=== Provided records ===

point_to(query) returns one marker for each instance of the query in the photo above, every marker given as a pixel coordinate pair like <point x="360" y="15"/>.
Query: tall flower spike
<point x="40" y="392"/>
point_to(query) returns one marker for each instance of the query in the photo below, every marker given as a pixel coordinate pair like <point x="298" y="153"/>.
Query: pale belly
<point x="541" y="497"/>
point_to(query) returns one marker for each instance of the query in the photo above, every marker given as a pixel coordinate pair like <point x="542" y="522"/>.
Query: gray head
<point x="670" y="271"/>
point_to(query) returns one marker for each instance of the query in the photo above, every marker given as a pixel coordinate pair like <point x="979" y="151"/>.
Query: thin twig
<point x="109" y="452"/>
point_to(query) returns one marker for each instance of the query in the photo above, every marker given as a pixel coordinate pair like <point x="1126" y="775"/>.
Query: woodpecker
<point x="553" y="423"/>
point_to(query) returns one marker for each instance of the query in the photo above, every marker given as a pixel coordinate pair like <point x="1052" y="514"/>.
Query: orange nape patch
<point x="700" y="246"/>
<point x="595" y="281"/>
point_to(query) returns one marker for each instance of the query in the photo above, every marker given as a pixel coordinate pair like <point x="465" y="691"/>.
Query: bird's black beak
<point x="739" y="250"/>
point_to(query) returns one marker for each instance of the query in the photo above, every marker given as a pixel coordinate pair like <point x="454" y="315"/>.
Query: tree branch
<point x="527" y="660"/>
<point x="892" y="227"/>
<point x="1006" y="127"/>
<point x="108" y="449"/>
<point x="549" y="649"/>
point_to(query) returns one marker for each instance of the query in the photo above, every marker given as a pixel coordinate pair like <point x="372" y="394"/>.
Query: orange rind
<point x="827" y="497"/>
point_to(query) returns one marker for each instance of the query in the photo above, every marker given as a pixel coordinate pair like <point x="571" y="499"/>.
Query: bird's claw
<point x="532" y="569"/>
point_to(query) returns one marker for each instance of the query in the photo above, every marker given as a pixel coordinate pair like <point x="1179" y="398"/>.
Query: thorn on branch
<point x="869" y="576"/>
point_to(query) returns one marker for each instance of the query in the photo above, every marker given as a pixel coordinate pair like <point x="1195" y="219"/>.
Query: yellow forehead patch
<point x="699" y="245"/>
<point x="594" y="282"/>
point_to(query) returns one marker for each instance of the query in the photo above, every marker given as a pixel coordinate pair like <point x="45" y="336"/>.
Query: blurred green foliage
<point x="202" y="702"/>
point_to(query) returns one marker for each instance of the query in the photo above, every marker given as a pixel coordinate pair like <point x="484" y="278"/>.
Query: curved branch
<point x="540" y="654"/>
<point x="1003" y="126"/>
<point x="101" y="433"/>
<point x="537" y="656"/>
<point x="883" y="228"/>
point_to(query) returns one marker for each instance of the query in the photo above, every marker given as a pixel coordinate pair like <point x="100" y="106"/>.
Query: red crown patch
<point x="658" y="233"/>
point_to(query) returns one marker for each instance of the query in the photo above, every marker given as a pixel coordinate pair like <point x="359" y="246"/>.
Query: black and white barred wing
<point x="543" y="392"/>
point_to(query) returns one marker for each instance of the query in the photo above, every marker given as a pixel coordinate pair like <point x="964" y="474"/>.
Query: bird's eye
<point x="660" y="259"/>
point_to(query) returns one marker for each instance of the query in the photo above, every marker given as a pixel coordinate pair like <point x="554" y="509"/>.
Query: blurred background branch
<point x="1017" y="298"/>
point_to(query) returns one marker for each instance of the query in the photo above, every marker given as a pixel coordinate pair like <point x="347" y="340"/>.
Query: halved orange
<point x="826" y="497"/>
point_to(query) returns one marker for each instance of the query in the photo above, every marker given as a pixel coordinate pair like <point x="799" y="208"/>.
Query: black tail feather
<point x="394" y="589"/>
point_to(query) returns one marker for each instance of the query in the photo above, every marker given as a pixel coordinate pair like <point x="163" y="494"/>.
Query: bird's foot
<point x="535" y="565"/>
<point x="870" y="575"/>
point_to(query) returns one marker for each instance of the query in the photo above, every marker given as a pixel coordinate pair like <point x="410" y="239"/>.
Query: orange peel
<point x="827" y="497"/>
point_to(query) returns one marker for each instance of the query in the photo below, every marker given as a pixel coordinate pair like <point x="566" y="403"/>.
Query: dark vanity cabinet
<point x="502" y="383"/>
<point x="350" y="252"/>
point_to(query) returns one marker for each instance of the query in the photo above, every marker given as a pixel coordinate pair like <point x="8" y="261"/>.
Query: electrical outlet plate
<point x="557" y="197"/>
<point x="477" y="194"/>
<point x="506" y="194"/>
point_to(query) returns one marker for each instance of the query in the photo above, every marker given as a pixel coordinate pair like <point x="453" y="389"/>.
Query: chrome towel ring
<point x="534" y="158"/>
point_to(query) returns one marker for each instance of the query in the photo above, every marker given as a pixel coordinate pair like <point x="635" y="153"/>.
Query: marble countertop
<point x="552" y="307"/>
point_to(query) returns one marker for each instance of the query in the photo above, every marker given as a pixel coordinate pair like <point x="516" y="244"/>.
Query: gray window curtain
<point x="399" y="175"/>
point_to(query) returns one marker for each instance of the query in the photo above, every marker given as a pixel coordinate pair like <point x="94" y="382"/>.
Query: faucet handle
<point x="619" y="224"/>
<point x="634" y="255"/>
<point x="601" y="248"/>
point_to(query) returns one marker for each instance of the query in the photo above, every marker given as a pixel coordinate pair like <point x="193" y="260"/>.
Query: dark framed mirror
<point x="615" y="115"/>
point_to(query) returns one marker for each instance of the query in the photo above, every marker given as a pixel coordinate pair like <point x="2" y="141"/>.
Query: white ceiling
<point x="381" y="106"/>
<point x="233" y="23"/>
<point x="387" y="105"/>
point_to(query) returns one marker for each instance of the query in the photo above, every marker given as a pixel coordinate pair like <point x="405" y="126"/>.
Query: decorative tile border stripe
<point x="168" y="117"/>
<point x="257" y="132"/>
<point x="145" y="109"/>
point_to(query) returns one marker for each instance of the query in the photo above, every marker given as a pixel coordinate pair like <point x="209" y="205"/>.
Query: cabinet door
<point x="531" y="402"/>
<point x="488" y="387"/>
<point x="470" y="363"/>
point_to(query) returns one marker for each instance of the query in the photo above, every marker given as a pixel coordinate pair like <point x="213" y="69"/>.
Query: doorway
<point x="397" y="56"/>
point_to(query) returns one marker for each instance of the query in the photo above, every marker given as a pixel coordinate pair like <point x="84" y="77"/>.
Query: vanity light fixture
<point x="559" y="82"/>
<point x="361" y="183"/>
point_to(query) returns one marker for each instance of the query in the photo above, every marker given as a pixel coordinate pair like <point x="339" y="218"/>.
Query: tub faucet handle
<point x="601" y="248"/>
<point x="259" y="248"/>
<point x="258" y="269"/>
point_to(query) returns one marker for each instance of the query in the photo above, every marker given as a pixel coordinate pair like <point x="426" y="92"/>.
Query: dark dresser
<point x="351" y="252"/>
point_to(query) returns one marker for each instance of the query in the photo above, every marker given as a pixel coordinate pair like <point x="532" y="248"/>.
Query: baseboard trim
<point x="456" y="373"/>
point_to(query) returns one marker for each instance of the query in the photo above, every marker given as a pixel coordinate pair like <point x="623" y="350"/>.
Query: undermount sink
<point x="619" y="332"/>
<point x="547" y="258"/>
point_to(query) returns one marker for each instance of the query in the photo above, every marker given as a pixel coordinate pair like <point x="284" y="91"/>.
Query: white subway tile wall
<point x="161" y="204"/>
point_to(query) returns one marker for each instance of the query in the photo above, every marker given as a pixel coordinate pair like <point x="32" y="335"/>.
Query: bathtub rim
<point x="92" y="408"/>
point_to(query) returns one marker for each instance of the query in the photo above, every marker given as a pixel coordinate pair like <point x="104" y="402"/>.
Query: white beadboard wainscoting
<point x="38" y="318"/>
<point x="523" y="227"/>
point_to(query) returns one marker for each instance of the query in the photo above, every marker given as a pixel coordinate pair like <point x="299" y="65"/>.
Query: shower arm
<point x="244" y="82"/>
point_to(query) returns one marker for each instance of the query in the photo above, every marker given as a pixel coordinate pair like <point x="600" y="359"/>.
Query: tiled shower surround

===

The request -
Which lines of the records above contain the word "cabinet"? Select and copy each of them.

Task output -
Query: dark vanity cabinet
Query: cabinet door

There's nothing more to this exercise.